EXERCISE DIRECTIONS » Among the lines below, list those containing the string "tall".

Dataset entries »
********************
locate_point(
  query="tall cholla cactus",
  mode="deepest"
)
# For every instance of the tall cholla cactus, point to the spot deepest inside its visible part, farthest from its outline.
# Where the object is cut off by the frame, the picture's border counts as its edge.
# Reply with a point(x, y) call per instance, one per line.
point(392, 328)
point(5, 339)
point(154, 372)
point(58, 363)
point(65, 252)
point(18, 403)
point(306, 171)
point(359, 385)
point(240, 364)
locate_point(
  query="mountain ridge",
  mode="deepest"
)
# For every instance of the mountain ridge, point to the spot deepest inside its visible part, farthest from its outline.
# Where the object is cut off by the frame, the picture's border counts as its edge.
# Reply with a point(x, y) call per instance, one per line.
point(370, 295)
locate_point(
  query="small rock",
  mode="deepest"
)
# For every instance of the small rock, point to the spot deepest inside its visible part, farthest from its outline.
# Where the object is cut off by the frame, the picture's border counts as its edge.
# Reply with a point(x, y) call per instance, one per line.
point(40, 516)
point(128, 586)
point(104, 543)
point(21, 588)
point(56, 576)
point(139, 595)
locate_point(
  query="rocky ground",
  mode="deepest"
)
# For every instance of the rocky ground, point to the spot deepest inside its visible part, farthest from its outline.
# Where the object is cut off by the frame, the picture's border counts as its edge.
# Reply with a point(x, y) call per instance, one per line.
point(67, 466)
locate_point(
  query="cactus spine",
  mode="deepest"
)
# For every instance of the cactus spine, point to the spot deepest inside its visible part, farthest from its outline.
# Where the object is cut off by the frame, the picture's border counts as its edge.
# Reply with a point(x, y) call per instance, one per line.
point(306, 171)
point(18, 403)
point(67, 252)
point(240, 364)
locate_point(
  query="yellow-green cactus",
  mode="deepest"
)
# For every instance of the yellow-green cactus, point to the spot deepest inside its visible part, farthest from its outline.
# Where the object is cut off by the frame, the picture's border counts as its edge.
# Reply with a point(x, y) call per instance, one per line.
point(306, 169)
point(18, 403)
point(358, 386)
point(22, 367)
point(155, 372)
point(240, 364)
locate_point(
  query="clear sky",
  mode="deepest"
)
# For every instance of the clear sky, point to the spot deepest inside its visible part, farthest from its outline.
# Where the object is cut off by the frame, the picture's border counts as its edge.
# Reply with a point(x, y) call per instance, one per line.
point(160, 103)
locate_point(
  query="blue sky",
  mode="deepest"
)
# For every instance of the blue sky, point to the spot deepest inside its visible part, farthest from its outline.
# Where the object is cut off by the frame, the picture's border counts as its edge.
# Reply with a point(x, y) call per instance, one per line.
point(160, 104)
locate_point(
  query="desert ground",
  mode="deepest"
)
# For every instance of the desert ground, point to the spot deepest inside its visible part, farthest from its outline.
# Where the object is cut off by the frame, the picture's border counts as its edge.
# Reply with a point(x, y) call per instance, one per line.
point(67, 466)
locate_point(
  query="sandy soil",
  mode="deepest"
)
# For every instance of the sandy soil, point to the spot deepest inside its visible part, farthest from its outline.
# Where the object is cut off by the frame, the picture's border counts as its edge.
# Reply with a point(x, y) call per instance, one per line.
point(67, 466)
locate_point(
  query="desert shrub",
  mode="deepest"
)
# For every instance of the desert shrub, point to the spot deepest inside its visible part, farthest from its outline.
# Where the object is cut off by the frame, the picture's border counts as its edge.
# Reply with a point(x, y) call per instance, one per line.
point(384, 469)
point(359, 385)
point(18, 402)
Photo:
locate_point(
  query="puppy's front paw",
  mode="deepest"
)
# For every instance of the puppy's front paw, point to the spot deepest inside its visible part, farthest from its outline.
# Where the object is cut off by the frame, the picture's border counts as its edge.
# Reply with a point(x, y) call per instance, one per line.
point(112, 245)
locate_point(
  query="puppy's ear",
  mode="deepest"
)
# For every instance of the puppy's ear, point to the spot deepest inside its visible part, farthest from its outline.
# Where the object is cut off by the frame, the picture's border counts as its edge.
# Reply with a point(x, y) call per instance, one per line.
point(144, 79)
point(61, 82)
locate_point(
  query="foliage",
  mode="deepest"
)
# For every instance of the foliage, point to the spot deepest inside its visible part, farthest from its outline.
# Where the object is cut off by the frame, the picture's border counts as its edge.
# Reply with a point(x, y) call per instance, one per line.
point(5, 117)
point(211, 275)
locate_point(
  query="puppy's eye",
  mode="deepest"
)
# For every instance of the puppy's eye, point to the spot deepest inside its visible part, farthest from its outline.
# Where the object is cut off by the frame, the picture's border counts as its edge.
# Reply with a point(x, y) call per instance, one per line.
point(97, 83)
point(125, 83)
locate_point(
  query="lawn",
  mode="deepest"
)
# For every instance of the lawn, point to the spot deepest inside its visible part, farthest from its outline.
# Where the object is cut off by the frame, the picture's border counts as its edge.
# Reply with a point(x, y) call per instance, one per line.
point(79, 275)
********************
EXERCISE SOLUTION »
  query="tall cholla cactus",
# For every instance of the tall cholla cactus, point to the spot deepest inside its visible part, farthest from its outline.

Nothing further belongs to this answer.